▶ **Task objective**:
Return each line of the items below that contains the word "stroller". Case counts.

^^^^^^^^^^^^^^^^

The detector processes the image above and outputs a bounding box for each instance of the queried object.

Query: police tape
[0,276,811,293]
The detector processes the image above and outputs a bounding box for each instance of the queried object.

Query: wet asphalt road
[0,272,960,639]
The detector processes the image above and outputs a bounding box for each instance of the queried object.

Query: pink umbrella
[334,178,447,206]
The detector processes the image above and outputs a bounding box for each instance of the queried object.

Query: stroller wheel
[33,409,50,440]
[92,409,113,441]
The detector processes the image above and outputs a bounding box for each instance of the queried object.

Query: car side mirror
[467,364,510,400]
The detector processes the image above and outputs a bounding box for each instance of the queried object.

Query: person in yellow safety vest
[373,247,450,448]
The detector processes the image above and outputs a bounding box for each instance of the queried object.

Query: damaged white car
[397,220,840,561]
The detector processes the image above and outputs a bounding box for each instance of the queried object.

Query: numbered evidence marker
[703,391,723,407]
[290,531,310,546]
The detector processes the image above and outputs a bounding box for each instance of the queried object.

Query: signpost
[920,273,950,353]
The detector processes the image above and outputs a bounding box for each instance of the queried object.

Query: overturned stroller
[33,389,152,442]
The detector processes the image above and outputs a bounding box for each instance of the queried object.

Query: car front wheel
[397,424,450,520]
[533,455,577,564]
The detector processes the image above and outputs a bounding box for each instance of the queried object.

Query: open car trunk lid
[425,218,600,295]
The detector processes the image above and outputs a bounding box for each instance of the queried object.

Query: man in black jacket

^^^^^^^^^^^^^^^^

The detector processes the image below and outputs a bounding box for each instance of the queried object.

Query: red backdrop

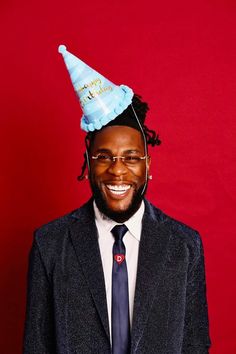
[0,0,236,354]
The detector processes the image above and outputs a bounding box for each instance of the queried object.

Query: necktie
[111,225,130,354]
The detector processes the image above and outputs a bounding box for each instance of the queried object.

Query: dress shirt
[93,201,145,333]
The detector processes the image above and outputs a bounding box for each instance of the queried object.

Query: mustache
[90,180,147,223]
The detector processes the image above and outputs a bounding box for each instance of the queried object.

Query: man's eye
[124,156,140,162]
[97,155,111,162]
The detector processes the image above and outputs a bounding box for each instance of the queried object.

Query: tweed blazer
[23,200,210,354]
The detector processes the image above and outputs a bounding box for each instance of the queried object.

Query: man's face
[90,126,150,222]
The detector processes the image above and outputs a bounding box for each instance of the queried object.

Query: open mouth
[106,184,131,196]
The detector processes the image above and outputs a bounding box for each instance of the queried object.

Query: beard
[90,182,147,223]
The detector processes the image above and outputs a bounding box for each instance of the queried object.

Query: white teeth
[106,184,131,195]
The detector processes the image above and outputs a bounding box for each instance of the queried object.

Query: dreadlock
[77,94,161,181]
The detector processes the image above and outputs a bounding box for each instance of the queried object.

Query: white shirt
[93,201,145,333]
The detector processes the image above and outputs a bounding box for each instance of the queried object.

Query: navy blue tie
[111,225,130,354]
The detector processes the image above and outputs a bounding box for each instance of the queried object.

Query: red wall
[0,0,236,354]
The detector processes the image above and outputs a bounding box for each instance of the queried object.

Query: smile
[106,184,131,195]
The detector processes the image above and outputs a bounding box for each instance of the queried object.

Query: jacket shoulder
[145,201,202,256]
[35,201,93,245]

^^^^^^^^^^^^^^^^

▶ **Problem solution**:
Query: stroller wheel
Query: overturned stroller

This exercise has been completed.